### RECORDS SHOWN
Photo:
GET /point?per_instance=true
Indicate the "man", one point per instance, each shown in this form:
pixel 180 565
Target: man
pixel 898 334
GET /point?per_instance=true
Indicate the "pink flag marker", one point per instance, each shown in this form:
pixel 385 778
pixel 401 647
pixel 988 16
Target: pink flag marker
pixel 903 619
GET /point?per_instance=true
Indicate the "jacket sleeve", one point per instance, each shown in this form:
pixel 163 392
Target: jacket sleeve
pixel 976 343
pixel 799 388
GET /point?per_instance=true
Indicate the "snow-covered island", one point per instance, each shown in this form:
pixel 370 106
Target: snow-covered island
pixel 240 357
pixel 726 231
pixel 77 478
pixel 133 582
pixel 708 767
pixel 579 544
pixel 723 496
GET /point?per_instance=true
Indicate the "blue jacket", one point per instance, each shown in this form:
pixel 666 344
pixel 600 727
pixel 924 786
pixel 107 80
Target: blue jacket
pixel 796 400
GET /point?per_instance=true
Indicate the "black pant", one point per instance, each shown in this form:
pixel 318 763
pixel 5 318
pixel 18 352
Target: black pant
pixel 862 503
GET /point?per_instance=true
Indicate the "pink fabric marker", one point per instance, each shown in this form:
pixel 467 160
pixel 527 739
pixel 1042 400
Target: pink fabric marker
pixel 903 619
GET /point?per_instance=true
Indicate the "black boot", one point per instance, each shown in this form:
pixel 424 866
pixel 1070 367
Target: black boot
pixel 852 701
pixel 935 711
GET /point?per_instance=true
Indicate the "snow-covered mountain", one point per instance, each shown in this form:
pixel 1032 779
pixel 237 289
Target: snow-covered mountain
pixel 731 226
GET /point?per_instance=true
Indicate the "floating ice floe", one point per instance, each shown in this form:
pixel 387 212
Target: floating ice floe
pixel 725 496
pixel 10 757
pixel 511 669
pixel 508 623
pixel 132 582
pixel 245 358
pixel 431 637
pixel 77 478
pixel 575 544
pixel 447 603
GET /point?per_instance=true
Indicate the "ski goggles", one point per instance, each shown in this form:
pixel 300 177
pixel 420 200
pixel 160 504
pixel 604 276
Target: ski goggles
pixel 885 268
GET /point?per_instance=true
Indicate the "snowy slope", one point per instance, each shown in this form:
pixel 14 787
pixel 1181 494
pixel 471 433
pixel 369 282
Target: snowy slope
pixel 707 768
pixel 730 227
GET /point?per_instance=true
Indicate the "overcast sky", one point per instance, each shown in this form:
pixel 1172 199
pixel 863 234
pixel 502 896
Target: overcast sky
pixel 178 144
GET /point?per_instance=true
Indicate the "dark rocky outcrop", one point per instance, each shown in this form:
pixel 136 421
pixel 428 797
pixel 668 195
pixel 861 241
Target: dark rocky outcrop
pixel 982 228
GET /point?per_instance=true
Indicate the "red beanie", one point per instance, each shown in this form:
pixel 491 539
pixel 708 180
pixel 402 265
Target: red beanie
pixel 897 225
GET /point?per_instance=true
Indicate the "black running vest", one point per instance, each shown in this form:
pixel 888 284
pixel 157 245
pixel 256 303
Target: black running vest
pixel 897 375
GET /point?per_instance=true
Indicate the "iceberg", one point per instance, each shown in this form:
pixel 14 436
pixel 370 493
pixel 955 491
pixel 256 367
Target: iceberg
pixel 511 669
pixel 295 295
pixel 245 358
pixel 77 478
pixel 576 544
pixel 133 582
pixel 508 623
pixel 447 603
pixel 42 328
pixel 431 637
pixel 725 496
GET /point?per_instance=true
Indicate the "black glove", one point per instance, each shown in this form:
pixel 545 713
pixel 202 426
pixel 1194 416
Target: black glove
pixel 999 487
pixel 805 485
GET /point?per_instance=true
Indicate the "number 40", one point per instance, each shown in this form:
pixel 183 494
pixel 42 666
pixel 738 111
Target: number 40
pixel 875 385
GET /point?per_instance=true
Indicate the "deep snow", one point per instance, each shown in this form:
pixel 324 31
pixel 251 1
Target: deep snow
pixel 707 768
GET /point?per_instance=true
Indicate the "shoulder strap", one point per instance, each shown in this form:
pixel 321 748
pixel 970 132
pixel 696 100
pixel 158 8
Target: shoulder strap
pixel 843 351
######
GOAL —
Repeat back the data above, exact to the last character.

SOLUTION FOR THIS EXERCISE —
Photo:
GET /point?per_instance=true
Indicate the "man", one point per instance, each shown in this form:
pixel 180 565
Target: man
pixel 898 334
GET /point?per_instance=true
Indicate the "pink flag marker", one point per instance, each shown in this form:
pixel 385 778
pixel 401 647
pixel 988 16
Target: pink flag marker
pixel 903 619
GET /point?per_instance=true
Indicate the "jacket sleeve", one point per instance, each shown in this form:
pixel 163 392
Target: jacket sleeve
pixel 976 343
pixel 799 388
GET /point?per_instance=true
Indicate the "snow-covered island", one point per instance, each shown in this form:
pixel 370 106
Target: snow-covered island
pixel 240 357
pixel 726 231
pixel 77 478
pixel 133 582
pixel 708 767
pixel 579 544
pixel 723 496
GET /point?per_instance=true
Indicate the "blue jacket", one point per instance, each shown in this form:
pixel 666 344
pixel 600 727
pixel 924 786
pixel 107 80
Target: blue jacket
pixel 796 400
GET /point?per_instance=true
Indicate the "black pant", one point per instance, each shown in this form:
pixel 318 763
pixel 5 318
pixel 18 352
Target: black pant
pixel 862 503
GET /point?per_instance=true
Indicate the "pink fabric marker", one point per instance, each shown in this form:
pixel 467 160
pixel 527 739
pixel 1042 400
Target: pink fabric marker
pixel 903 619
GET /point?per_instance=true
Indicate the "black boot", one point per instance, each shown in this form:
pixel 424 866
pixel 1070 367
Target: black boot
pixel 852 701
pixel 935 711
GET /point?per_instance=true
Indicate the "snow-covered mountain", one point per instance, each shown in this form:
pixel 1032 779
pixel 237 289
Target: snow-covered mountain
pixel 731 226
GET /point?per_instance=true
Indicate the "floating ice floe", one point per instance, each shown in this form:
pixel 387 212
Target: floating ice floe
pixel 725 496
pixel 10 757
pixel 511 669
pixel 508 623
pixel 132 582
pixel 245 358
pixel 431 637
pixel 77 478
pixel 575 544
pixel 447 603
GET /point?per_instance=true
Indicate the "ski goggles", one point per instance, each shown in this form:
pixel 300 177
pixel 420 200
pixel 160 504
pixel 604 276
Target: ski goggles
pixel 885 268
GET /point?per_instance=true
Indicate the "snowy slope", one point per instance, each shown in this form:
pixel 14 787
pixel 1181 494
pixel 471 433
pixel 369 282
Target: snowy slope
pixel 707 768
pixel 730 227
GET /point?per_instance=true
Indicate the "overcast sky", one point per instance, each shown in this form:
pixel 1172 199
pixel 863 234
pixel 502 896
Target: overcast sky
pixel 178 144
GET /point?per_instance=true
Indicate the "dark rocky outcrop", one point per instance, each shown in this form:
pixel 136 421
pixel 428 797
pixel 668 195
pixel 861 241
Target: dark rocky outcrop
pixel 982 228
GET /point?per_instance=true
Indicate the "red beanie", one point per instance, each shown in this form:
pixel 491 539
pixel 708 180
pixel 402 265
Target: red beanie
pixel 897 225
GET /point?per_instance=true
Indicate the "black running vest", one point per instance, each shown in this form:
pixel 888 284
pixel 157 245
pixel 256 303
Target: black running vest
pixel 897 375
GET /point?per_instance=true
Indicate the "iceberg", one point per instance, each shown in this form:
pixel 14 436
pixel 370 493
pixel 955 491
pixel 256 367
Target: iceberg
pixel 511 669
pixel 295 295
pixel 245 358
pixel 77 478
pixel 576 544
pixel 133 582
pixel 508 623
pixel 447 603
pixel 42 328
pixel 431 637
pixel 725 496
GET /point?per_instance=true
Indicate the "black glove", one point per instance, each shown in this form:
pixel 545 713
pixel 202 426
pixel 1194 416
Target: black glove
pixel 999 487
pixel 805 485
GET /point?per_instance=true
Indicate the "number 40", one point per instance, each shown in this form:
pixel 183 494
pixel 42 666
pixel 738 111
Target: number 40
pixel 875 385
GET /point?per_instance=true
Indicate the "deep snow", one point per instance, each shown in this form:
pixel 324 31
pixel 251 1
Target: deep snow
pixel 707 768
GET /point?per_instance=true
Indicate the "shoulder strap", one point per instance, each shown in this form:
pixel 321 748
pixel 970 132
pixel 696 100
pixel 158 8
Target: shoulder strap
pixel 843 351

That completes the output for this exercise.